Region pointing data
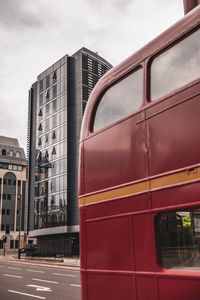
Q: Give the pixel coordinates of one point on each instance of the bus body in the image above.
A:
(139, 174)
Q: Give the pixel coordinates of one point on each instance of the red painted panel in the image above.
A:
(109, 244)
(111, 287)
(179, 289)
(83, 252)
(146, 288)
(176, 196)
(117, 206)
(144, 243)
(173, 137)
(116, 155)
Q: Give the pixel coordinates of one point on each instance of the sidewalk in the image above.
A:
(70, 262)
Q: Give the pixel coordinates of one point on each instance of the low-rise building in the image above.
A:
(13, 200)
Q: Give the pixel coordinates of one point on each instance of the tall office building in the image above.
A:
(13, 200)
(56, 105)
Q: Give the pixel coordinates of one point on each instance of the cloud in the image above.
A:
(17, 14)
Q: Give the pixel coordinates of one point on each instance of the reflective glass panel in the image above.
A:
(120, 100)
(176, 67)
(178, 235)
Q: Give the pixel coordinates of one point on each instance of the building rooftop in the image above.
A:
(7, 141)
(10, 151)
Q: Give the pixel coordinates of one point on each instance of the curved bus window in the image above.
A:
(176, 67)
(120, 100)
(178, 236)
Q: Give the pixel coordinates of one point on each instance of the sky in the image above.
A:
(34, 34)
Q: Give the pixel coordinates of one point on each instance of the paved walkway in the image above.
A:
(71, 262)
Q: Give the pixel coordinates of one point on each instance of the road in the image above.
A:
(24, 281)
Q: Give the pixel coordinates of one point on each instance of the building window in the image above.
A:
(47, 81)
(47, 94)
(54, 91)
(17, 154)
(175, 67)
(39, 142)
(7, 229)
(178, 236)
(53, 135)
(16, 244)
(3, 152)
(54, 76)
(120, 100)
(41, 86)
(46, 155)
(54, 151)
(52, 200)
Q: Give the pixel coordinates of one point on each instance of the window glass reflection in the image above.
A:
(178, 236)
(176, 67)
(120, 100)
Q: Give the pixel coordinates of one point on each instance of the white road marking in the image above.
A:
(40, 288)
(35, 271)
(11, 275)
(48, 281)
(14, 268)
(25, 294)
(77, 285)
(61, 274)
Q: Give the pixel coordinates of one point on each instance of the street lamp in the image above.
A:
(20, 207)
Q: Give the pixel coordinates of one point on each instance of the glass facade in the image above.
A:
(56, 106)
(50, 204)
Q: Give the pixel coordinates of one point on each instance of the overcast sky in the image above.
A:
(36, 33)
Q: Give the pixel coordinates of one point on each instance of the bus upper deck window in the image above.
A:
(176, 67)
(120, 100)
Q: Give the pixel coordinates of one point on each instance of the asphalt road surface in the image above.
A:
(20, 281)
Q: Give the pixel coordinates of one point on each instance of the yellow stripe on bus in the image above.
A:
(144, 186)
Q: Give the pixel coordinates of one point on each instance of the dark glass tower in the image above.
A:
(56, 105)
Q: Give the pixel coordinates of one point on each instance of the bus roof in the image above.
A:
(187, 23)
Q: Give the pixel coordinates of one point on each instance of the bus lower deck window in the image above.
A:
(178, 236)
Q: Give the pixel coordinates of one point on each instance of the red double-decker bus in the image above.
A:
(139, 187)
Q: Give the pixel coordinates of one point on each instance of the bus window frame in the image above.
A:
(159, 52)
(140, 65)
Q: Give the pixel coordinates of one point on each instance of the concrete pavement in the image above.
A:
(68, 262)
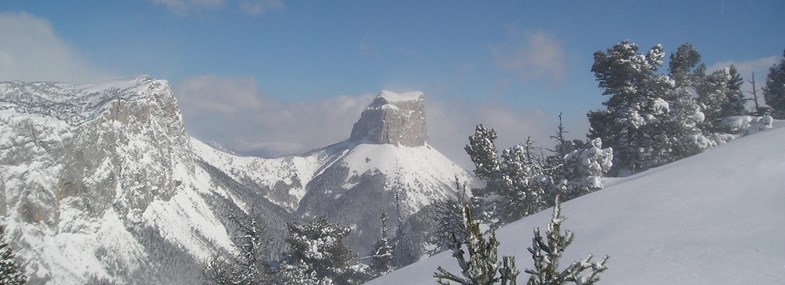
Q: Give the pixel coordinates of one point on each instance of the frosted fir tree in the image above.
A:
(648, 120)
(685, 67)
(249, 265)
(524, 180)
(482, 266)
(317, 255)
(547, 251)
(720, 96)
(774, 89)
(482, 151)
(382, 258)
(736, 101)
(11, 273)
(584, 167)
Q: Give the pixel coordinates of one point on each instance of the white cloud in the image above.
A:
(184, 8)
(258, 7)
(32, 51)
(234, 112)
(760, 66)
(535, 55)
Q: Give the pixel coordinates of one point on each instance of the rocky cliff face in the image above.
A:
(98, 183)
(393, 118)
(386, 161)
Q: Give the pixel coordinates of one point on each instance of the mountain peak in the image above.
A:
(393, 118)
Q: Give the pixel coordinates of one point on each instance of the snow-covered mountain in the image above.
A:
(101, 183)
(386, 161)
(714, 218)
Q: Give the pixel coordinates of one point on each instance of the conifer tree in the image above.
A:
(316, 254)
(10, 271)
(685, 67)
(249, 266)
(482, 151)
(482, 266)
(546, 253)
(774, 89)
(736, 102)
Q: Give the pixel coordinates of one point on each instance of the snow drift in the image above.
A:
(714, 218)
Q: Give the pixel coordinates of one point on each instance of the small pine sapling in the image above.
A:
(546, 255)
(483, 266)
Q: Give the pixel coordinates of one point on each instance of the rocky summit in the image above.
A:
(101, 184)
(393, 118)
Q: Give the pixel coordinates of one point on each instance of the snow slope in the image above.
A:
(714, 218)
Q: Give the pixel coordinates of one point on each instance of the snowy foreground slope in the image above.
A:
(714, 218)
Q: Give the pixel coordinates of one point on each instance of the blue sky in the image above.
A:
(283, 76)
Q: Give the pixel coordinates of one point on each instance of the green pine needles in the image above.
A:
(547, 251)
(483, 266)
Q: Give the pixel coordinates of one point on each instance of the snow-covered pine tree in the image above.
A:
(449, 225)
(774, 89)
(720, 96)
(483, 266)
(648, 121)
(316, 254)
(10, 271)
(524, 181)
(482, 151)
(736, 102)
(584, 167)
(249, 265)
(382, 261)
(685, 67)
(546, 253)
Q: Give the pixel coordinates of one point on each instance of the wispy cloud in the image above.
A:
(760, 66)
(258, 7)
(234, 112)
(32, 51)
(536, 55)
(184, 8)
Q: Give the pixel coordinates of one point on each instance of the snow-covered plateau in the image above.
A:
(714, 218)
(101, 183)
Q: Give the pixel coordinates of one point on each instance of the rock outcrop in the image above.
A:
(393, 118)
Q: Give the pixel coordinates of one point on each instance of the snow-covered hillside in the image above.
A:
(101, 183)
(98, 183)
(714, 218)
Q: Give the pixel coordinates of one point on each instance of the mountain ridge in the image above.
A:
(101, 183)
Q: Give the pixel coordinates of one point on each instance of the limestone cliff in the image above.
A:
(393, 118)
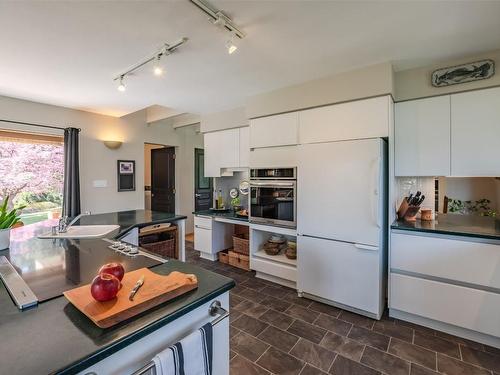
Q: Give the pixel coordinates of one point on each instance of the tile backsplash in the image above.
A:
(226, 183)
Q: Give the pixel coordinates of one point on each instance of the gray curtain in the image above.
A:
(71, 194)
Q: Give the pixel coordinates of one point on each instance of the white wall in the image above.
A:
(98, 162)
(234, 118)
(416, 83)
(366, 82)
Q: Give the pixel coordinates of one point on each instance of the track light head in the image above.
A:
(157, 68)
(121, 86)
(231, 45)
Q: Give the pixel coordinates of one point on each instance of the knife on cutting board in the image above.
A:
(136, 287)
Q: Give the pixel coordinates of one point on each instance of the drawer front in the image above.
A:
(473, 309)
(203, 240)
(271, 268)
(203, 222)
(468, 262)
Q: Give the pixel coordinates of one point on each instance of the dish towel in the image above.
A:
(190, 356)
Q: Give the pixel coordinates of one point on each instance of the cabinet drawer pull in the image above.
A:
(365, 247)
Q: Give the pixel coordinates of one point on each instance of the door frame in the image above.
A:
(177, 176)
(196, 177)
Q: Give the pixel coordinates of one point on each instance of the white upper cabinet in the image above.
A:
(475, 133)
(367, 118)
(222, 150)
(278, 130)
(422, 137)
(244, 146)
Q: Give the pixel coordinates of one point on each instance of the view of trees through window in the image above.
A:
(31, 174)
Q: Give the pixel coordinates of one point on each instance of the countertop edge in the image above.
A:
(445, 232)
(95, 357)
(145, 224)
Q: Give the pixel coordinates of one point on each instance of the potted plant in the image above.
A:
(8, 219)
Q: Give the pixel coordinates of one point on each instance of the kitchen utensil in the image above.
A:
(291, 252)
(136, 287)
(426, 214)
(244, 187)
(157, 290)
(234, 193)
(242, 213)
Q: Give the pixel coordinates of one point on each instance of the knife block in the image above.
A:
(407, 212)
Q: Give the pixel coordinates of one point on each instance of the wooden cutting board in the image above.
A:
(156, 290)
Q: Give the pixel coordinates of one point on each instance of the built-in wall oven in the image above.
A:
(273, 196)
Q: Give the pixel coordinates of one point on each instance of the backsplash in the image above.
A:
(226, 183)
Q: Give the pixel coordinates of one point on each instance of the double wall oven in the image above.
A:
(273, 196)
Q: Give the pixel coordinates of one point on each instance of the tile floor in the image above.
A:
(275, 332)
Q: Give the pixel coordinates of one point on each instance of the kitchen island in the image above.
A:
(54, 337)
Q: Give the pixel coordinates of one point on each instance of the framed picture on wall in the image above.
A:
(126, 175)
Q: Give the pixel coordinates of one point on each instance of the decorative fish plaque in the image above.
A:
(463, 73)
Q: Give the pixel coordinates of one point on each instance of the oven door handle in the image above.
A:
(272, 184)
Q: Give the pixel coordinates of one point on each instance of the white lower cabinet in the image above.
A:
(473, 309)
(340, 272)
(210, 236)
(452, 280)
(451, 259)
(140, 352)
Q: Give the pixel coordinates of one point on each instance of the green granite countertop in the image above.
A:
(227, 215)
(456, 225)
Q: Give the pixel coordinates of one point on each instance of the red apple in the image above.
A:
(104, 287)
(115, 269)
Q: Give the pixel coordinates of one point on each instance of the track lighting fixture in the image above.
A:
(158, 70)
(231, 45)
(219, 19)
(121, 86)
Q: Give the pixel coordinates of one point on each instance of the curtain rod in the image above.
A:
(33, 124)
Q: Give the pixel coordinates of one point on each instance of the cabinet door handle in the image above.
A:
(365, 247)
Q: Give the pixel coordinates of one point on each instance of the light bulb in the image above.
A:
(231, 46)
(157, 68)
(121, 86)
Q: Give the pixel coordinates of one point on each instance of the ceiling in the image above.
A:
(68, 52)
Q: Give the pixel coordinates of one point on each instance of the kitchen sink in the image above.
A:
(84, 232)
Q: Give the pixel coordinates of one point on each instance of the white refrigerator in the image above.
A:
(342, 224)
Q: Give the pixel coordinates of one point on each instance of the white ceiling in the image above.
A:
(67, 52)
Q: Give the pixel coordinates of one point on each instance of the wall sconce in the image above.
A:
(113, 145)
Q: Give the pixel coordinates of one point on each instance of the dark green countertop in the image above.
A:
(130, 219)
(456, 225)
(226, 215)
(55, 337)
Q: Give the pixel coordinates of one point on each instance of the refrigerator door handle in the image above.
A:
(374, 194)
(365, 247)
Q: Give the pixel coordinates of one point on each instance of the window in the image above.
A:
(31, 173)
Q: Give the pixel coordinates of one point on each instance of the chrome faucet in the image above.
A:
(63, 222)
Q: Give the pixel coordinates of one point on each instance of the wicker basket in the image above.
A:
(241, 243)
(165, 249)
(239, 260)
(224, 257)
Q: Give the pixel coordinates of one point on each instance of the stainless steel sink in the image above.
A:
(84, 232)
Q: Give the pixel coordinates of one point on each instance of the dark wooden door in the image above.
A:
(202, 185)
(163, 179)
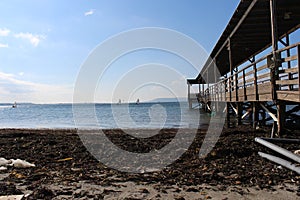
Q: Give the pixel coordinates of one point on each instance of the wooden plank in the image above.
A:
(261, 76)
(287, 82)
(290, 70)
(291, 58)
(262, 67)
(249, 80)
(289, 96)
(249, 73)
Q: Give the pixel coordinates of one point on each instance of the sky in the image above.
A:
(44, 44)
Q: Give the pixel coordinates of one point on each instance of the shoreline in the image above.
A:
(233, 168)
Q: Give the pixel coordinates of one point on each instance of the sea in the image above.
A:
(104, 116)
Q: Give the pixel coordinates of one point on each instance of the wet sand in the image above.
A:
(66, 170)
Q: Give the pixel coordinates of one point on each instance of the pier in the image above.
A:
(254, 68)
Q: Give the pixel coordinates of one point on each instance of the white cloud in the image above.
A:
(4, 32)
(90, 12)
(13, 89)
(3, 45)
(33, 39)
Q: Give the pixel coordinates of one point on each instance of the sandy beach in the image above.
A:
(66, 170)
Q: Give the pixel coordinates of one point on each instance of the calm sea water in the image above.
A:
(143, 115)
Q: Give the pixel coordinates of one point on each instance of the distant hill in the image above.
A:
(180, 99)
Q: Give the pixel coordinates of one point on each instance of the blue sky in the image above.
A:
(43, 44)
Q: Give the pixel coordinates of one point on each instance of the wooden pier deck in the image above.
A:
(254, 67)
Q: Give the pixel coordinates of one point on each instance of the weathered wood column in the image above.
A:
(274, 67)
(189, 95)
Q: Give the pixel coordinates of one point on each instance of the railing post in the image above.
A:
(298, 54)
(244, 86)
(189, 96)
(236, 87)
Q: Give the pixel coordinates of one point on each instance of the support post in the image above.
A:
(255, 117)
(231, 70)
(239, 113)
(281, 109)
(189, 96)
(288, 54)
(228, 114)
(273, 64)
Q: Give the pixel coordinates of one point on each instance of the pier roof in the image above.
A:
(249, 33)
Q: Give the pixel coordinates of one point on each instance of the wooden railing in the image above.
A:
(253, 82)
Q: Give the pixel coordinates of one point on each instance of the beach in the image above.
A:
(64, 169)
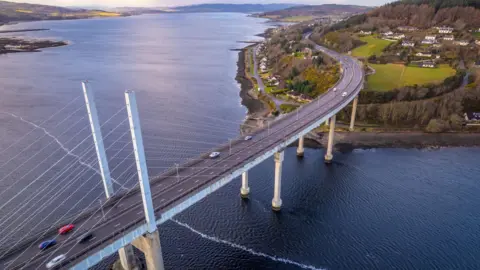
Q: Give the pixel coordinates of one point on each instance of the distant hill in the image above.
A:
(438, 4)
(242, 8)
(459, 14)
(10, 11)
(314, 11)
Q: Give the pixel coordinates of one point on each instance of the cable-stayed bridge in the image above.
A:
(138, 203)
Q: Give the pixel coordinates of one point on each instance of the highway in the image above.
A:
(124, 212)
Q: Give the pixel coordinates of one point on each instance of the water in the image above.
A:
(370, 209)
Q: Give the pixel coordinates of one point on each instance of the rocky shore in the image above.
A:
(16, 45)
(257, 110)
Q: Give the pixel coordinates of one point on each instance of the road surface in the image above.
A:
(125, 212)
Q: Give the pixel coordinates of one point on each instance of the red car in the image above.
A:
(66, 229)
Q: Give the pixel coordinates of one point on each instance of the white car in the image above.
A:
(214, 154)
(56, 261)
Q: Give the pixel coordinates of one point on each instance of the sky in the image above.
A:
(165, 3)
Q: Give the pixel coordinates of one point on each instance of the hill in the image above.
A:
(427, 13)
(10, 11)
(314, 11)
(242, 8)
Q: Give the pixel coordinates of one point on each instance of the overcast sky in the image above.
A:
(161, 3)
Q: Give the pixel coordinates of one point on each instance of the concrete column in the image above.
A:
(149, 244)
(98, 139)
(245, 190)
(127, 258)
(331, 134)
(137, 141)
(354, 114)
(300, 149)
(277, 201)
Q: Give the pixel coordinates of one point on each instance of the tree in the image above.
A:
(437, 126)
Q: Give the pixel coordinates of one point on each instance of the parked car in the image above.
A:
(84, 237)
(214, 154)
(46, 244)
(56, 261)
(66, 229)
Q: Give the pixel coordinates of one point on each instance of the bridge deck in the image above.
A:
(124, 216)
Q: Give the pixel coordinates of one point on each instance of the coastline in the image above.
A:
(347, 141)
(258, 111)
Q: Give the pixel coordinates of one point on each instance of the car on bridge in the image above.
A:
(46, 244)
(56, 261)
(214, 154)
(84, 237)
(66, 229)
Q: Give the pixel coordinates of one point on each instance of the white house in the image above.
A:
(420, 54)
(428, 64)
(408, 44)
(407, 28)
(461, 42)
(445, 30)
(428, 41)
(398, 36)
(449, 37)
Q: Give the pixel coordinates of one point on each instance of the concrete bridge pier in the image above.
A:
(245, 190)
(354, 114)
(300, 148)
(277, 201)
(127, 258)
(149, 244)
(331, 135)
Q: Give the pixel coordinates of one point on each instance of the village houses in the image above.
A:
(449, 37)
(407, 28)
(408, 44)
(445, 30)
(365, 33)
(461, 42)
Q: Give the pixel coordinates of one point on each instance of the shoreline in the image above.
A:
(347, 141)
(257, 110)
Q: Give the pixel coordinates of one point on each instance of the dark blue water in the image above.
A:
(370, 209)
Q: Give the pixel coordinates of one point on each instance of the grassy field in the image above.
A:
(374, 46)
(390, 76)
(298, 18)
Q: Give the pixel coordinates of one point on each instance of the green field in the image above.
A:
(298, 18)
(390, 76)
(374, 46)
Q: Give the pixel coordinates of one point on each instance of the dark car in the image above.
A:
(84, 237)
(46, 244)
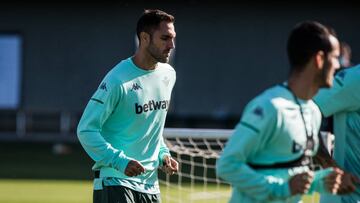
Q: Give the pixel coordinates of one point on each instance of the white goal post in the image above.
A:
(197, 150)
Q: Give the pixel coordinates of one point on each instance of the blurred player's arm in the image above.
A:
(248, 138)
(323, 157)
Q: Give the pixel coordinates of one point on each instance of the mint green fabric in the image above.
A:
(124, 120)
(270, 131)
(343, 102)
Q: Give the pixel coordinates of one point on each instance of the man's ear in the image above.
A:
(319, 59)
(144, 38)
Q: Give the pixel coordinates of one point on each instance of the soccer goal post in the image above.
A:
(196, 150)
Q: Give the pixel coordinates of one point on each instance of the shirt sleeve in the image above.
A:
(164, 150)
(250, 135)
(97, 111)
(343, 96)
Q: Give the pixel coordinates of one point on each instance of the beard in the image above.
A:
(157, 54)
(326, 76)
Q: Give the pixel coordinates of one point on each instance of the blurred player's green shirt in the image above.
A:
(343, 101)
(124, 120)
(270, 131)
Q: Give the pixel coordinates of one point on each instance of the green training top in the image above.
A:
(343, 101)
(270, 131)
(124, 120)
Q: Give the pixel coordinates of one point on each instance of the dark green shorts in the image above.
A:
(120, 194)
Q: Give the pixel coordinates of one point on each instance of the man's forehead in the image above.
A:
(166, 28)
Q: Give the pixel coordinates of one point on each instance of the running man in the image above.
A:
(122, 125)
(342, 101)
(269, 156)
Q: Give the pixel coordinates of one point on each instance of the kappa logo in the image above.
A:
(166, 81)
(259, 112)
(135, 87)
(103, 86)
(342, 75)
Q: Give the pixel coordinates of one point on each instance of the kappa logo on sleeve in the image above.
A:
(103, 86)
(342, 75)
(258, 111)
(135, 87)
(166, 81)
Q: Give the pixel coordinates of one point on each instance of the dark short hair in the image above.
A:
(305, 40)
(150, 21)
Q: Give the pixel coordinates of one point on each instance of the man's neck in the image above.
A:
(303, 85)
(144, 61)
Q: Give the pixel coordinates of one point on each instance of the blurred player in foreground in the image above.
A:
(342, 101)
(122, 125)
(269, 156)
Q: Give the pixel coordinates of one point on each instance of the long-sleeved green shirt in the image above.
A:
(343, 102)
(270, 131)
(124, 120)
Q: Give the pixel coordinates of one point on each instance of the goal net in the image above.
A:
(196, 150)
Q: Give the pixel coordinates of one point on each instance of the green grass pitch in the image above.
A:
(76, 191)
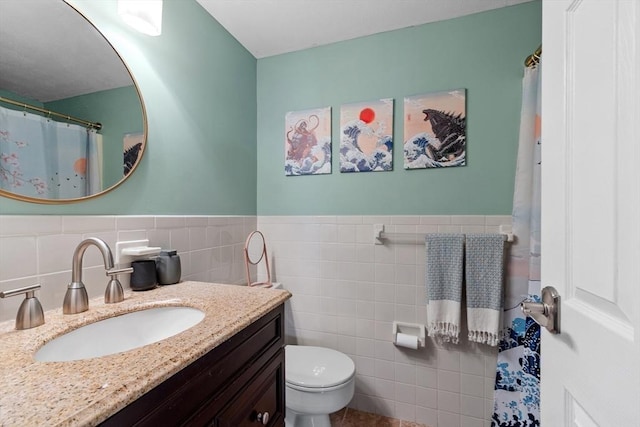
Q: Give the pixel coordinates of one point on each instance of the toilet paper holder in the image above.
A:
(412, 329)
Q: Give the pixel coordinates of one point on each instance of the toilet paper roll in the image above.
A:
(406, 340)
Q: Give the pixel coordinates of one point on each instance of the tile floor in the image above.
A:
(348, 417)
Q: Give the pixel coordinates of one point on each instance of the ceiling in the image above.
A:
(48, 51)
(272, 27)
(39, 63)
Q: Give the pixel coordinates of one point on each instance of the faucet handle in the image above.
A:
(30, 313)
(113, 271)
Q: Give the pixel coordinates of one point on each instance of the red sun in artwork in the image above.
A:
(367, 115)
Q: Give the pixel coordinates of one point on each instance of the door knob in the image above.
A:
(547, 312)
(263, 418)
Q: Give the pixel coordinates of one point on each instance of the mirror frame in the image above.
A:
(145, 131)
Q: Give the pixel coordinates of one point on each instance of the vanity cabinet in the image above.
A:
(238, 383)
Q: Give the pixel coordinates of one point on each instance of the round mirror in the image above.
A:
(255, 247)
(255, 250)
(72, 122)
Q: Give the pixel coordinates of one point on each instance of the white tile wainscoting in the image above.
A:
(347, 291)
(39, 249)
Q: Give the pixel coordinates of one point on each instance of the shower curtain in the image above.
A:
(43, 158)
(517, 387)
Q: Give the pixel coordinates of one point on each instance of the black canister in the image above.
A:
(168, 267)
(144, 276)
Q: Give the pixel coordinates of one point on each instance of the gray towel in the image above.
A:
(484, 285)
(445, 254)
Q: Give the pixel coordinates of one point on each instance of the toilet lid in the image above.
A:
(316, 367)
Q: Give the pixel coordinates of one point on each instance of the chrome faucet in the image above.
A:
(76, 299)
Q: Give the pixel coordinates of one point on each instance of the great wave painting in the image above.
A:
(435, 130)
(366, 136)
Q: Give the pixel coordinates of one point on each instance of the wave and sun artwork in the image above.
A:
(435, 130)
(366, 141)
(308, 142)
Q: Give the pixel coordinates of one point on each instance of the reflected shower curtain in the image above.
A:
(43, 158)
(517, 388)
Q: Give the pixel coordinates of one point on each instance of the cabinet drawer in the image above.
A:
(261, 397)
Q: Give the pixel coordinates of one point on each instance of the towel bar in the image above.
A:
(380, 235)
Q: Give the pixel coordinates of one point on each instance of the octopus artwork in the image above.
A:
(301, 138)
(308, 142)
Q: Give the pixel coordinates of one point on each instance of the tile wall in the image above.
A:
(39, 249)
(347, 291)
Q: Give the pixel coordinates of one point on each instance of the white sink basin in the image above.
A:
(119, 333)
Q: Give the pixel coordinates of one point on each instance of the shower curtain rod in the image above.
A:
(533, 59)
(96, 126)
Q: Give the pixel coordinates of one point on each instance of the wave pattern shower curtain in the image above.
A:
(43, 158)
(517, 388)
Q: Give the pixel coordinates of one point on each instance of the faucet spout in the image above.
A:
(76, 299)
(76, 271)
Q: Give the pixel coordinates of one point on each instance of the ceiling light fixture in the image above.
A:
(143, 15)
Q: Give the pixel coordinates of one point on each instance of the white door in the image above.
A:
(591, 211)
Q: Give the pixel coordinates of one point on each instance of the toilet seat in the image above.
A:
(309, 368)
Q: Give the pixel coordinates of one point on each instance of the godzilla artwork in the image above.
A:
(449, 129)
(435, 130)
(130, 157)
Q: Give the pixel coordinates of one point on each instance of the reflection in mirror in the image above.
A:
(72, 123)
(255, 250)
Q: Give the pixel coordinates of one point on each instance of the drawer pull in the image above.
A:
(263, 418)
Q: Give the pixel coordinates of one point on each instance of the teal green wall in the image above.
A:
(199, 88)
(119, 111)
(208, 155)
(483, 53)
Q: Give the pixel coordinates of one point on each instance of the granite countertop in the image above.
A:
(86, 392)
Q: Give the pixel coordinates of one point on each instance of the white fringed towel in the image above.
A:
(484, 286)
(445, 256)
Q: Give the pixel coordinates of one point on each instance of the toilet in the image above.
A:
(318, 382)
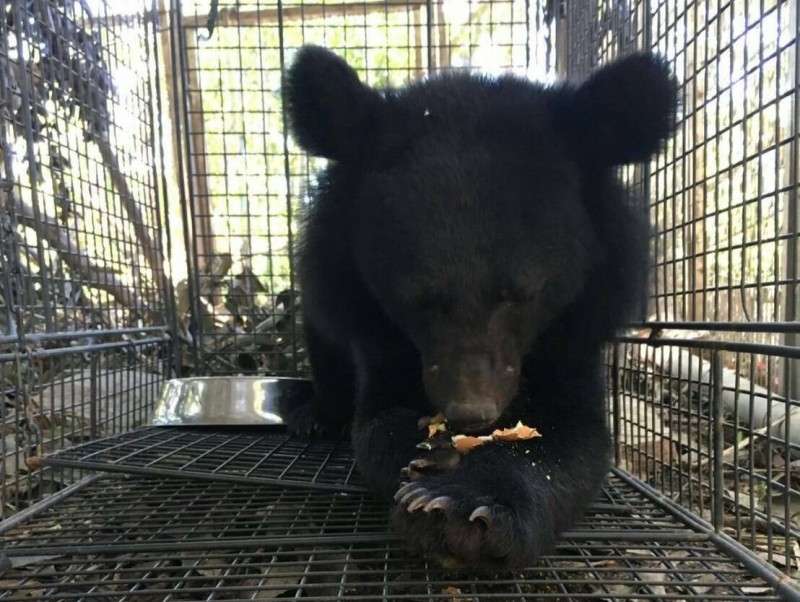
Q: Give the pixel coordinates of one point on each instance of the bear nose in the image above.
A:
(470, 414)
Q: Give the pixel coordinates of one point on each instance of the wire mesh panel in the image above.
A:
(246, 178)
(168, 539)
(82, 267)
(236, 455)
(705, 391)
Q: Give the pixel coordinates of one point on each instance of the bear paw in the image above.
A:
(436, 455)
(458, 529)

Work order: Scan the records above for the word "player". Copy each line that has it.

Answer to the exercise:
Q: Give the pixel coordinates of one point on each instance of the blurred player's arm in the image above.
Q: Give the pixel coordinates of one point on each instance of the blurred player's green shirt in the image above.
Q: Give the pixel coordinates of one point on each instance of the blurred player in foreground in the image above.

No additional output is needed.